Placebos Prove So Powerful Even Experts Are Surprised; New Studies
Explore The Brain's Triumph Over Reality
Excerpts of article: by Sandra Blakeslee, the New York Times October
13, 1998 Pg f1
Studies have shown that placebos can work wonders. Like "real drugs"
they can cause side effects like itching, diarrhea and nausea. They can
lead to changes in pulse rate, blood pressure, electrical skin resistance,
gastric function, penis engorgement and skin conditions. The question
is, why?
Explanations of why placebos work can be found in a new field of cognitive
theory- what the brain believes about the immediate future. Like classical
conditioning theory (Pavlov's dogs salivate at the sound of the bell),
expectancy involves associative learning.
Support for the expectancy theory emerged about ten years ago, when many
scientists realized how closely the brain, the immune system and the hormone
production of the endocrine system are linked. Chronic stress sets into
motion a cascade of biological events involving scores of chemicals in
the body-serotonin, cortisol, cytokines, interleukins, tumor necrosis
factor and so on.
Such stress lowers resistance to disease and alters gene expression.
When people are under stress, wounds heal more slowly, latent viruses
like herpes erupt and brain cells involved in memory formation die off.
But, what about the opposite? Can a thought or belief produce a chemical
cascade that leads to healing and wellness? Researchers studying placebos
think the answer is yes, and they offer several ways it might work:
-
A placebo might reduce stress, allowing the body to regain some natural,
optimum level of health.
-
Special molecules may exist that help carry out placebo responses.
For example, a recent study found that stressed animals can produce
a valium-like substance in their brains, but only if they have some
control over the source of the stress. People almost certainly have
similar brain chemistry.
-
Placebos may draw their power from the way the brain is organized
to act on what experience predicts will happen next.
Dr. Marcel Kinsbourne, a neuroscientist at the New School for Social
Research in New York, explains it this way: The brain generates two kinds
of activation patterns, which arise from networks of neurons firing together.
One type is set in motion by information flowing into the brain from the
outside world- smells, tastes, visual images, sounds. At the same time,
the cortex draws on memories and feelings to generate patterns of brain
activity related to what is expected to happen.
The top down patterns generated by the cortex intersect smoothly with
the bottom-up patterns to inform us about what is happening. If there
is a mismatch, the brain tries to sort it out, without necessarily designating
one set of patterns as more authoritative than another.
The expectations that result are internally generated brain states that
can be as real as anything resulting purely from the outside world.

____________________

Aim of the exercise:
Please transcribe the placebo article from "Explanations of why" up to and including "formation die off.". The items after the placebo article play no part in this.

Given entries:
____________________

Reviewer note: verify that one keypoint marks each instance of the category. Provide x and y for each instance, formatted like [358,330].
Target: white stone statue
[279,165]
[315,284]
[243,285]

____________________

Answer for this exercise:
Explanations of why placebos work can be found in a new field of cognitive
theory- what the brain believes about the immediate future. Like classical
conditioning theory (Pavlov's dogs salivate at the sound of the bell),
expectancy involves associative learning.
Support for the expectancy theory emerged about ten years ago, when many
scientists realized how closely the brain, the immune system and the hormone
production of the endocrine system are linked. Chronic stress sets into
motion a cascade of biological events involving scores of chemicals in
the body-serotonin, cortisol, cytokines, interleukins, tumor necrosis
factor and so on.
Such stress lowers resistance to disease and alters gene expression.
When people are under stress, wounds heal more slowly, latent viruses
like herpes erupt and brain cells involved in memory formation die off.